[Entries shown]
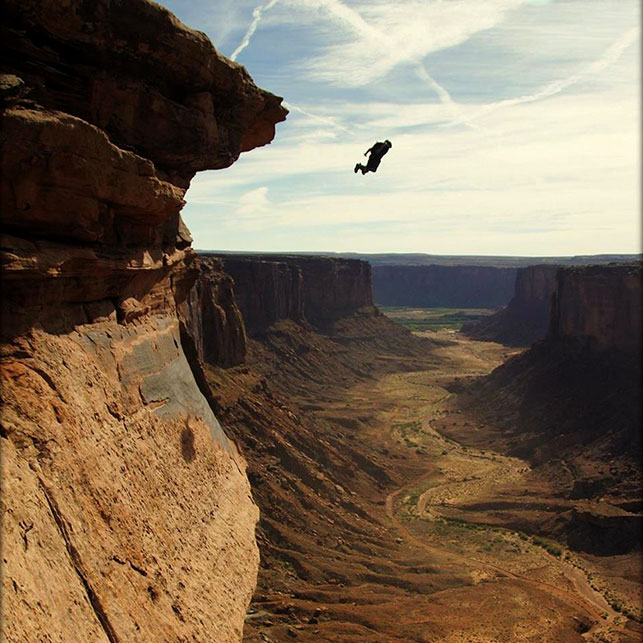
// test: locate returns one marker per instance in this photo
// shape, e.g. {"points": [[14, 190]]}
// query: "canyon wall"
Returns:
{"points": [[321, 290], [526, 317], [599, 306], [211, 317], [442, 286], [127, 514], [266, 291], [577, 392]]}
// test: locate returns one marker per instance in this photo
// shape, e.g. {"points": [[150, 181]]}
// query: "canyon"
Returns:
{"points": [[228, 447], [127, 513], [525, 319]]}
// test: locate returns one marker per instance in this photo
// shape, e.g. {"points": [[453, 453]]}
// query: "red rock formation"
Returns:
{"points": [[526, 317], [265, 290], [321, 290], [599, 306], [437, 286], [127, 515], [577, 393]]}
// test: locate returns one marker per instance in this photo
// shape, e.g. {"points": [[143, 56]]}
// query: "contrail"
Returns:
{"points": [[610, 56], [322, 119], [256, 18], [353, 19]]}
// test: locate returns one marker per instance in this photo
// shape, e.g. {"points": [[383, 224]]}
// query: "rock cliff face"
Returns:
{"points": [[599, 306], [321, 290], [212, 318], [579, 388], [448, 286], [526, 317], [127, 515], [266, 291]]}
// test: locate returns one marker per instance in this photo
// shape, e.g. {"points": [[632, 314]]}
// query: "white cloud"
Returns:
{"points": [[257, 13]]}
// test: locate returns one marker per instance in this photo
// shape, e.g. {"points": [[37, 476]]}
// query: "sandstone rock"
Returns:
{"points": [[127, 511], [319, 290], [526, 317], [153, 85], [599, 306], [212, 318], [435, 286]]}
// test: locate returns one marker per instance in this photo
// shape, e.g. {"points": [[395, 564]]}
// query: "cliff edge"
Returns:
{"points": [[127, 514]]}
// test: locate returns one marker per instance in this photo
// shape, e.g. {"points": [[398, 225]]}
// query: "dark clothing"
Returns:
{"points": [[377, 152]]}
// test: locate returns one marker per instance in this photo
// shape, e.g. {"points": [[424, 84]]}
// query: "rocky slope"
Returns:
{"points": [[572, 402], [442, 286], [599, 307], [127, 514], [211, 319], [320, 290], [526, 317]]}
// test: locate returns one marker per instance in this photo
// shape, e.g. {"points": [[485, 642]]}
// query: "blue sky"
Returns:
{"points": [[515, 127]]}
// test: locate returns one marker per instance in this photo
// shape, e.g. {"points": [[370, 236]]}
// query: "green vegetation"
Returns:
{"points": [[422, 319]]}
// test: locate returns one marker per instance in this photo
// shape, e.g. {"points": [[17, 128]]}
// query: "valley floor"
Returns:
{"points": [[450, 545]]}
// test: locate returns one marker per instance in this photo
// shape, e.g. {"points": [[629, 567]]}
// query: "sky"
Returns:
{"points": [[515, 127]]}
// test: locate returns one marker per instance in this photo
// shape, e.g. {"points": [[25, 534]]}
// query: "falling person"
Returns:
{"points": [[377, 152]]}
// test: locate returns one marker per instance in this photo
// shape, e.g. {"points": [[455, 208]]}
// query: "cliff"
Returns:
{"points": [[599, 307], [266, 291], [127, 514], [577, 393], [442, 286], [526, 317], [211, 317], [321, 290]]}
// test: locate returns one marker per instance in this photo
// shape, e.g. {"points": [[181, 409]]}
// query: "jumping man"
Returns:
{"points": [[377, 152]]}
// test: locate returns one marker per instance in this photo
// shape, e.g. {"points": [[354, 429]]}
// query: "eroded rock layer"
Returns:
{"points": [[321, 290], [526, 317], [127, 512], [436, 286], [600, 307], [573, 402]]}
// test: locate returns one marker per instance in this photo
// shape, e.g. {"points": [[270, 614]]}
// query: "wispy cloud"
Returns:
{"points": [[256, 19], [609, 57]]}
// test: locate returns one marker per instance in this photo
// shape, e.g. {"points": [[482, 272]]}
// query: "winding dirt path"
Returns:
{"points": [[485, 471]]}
--
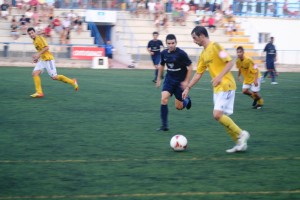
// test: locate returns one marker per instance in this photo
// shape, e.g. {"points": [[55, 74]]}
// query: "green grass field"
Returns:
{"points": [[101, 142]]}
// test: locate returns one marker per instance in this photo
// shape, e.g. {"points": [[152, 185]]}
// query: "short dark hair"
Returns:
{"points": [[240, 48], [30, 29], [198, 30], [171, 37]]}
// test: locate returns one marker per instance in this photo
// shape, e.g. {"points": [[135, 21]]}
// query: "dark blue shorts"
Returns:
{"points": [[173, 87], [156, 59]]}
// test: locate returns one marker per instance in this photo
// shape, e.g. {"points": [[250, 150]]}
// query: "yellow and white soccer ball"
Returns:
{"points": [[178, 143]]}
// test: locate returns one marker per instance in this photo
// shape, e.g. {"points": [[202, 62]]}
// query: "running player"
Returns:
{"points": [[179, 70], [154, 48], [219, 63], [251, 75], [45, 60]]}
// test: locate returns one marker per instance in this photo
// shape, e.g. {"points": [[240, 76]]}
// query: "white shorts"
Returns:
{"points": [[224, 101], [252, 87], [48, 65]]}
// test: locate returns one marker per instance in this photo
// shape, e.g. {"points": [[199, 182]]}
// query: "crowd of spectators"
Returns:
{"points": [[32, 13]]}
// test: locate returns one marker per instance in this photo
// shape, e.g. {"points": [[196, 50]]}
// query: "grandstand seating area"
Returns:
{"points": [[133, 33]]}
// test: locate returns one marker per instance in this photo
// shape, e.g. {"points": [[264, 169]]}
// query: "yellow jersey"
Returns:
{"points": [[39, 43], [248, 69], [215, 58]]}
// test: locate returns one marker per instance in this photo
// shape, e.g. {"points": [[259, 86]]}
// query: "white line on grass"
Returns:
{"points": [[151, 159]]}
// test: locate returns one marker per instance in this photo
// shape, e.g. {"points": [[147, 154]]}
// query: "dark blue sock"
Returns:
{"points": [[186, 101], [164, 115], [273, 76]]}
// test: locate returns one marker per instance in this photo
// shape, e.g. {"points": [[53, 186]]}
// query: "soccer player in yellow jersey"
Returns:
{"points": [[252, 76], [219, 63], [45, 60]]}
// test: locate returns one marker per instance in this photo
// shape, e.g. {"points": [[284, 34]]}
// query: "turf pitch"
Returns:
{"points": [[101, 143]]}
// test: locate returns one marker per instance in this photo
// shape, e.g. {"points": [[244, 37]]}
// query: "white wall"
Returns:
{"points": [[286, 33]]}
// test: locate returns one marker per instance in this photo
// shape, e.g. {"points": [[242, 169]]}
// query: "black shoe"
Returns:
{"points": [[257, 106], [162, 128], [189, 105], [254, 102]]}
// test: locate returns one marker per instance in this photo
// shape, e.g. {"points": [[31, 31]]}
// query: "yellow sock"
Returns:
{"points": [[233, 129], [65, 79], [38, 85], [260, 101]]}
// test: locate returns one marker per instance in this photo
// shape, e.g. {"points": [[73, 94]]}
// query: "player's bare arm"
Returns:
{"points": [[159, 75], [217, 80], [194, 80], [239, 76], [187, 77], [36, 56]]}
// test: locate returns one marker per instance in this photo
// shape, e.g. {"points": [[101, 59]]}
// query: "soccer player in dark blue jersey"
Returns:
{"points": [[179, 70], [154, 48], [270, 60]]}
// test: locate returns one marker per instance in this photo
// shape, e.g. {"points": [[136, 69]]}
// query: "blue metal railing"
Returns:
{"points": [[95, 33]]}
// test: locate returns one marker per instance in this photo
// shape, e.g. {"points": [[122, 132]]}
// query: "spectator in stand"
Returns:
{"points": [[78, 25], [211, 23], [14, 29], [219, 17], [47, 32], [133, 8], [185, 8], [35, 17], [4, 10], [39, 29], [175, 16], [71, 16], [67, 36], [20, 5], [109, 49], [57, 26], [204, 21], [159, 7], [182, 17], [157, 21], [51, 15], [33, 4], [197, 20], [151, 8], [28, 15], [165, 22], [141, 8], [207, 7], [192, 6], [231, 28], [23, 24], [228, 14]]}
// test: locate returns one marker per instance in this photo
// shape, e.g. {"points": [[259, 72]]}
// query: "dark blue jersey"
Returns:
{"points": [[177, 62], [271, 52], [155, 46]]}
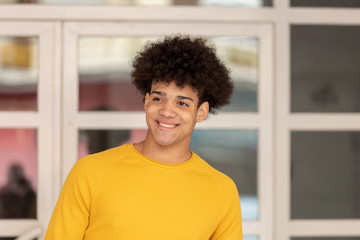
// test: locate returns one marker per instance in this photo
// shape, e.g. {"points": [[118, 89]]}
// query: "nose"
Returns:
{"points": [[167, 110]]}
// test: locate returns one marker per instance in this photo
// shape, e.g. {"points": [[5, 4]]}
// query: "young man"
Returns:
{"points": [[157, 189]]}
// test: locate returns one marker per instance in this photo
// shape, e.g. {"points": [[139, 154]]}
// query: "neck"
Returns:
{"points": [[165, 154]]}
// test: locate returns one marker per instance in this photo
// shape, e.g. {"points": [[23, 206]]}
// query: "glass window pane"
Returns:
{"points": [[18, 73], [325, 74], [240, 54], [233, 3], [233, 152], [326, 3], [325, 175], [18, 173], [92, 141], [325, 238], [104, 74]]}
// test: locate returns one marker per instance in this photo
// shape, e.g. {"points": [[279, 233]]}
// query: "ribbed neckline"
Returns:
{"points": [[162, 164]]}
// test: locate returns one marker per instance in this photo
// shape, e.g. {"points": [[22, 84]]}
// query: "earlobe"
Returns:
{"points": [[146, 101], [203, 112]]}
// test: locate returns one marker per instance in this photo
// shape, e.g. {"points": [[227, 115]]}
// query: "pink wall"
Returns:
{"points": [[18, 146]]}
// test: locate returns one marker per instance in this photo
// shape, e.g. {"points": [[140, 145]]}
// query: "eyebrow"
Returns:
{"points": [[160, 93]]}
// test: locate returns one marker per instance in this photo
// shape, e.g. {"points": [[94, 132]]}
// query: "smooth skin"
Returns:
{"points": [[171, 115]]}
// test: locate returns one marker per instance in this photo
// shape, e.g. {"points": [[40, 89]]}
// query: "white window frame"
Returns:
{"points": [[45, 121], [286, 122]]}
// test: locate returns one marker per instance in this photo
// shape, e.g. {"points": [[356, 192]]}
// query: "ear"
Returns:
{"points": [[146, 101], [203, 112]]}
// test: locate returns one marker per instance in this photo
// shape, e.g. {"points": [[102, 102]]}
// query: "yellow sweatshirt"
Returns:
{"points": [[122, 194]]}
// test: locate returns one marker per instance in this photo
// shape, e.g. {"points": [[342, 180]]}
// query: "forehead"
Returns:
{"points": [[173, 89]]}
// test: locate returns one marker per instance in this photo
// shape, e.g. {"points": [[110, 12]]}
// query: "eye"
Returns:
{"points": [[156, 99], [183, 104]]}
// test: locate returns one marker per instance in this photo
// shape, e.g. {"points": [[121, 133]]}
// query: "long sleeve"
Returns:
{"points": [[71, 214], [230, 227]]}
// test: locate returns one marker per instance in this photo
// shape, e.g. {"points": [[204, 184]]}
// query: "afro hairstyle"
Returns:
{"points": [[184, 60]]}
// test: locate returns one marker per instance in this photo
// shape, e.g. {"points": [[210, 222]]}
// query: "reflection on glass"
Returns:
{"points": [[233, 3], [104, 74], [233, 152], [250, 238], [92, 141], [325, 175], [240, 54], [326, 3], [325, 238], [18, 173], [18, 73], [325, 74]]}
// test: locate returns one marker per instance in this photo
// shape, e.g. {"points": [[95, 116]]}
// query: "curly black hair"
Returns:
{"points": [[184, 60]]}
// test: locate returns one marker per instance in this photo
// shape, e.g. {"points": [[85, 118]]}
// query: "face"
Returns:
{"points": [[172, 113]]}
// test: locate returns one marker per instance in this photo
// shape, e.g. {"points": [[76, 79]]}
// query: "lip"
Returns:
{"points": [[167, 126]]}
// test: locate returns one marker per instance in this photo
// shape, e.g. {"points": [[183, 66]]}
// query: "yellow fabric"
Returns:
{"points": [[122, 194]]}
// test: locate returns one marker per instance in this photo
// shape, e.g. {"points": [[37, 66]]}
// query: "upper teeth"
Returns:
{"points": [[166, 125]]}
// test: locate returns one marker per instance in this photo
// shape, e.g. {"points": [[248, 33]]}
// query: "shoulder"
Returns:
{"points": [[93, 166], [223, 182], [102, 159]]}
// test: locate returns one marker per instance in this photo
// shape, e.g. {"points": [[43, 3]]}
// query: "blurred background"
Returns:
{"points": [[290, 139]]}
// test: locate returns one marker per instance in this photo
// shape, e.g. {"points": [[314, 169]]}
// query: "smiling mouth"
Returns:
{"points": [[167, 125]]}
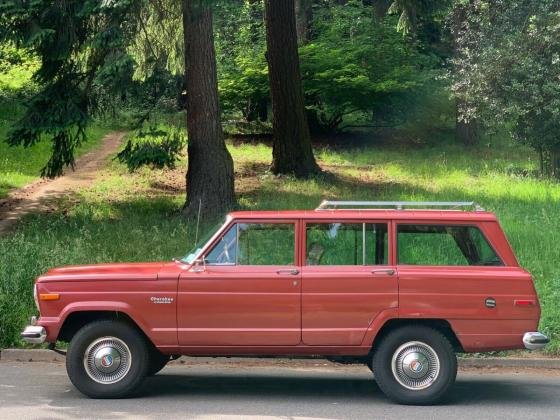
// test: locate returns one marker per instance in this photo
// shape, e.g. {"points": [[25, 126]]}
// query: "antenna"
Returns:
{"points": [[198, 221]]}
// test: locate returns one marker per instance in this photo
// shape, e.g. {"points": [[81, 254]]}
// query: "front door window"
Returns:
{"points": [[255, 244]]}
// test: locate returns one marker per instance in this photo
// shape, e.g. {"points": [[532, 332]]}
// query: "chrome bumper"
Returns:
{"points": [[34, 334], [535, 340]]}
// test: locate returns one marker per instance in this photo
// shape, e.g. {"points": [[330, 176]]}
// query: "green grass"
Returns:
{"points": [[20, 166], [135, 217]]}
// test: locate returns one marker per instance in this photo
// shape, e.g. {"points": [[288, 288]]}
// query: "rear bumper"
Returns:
==
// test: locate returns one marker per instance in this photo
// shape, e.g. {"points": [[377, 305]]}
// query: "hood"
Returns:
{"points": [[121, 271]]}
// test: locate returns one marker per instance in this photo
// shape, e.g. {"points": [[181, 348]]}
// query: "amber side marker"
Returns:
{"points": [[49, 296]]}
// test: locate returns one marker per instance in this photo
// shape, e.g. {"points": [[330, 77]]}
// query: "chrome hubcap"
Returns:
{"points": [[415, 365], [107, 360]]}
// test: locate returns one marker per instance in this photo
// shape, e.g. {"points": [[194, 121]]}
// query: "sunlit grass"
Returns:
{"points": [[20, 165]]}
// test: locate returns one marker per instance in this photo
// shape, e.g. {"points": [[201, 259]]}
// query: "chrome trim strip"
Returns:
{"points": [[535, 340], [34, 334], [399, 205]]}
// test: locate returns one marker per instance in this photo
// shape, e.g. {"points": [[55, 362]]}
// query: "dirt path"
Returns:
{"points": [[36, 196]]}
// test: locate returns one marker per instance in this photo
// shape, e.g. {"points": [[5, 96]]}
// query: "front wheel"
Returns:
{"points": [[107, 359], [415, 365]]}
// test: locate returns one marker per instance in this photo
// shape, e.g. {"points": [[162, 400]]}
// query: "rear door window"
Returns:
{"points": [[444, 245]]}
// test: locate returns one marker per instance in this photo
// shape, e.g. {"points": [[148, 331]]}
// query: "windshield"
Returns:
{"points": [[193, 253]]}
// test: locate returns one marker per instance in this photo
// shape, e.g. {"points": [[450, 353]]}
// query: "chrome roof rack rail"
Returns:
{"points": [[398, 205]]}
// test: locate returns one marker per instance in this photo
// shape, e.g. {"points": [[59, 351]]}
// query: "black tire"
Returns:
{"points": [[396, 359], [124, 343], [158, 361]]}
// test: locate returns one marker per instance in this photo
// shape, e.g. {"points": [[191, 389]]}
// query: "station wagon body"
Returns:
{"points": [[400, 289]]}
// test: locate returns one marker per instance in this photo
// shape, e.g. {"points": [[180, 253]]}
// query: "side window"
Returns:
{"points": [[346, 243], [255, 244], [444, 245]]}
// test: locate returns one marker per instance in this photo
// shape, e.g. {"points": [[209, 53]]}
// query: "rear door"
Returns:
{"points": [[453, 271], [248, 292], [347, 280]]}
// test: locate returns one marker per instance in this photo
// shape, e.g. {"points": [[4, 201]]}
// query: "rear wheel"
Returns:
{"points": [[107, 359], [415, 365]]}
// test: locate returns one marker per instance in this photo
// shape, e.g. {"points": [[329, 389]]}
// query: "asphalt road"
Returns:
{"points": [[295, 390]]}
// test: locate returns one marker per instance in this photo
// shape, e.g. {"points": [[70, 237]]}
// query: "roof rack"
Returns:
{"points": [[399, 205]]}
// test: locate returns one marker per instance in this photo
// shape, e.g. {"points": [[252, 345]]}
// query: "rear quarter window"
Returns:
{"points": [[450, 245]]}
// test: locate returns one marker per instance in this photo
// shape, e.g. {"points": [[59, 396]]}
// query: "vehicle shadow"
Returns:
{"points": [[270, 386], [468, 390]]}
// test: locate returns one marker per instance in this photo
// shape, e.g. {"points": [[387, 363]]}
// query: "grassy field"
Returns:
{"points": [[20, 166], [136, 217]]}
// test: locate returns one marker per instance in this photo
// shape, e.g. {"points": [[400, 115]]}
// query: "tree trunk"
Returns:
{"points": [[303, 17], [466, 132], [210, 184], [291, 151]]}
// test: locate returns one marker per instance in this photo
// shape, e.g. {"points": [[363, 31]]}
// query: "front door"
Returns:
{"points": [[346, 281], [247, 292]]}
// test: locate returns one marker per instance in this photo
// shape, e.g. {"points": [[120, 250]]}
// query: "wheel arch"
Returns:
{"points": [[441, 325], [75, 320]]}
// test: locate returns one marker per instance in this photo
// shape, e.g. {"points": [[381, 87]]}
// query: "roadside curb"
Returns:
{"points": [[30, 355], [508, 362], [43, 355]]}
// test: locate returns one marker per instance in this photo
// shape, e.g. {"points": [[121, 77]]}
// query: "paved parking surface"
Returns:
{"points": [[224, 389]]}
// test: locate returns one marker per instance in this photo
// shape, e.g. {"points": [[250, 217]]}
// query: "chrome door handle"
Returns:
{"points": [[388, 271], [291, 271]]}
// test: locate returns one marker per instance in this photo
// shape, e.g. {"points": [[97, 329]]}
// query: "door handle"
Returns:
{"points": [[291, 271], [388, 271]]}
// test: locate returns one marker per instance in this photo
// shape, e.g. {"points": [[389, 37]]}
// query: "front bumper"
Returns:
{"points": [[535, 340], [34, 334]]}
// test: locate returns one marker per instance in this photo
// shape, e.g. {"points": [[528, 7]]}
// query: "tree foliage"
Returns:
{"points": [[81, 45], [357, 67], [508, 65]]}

[Aim of the exercise] Report how many lines above include "soccer". Nothing else.

[Finished exercise] 3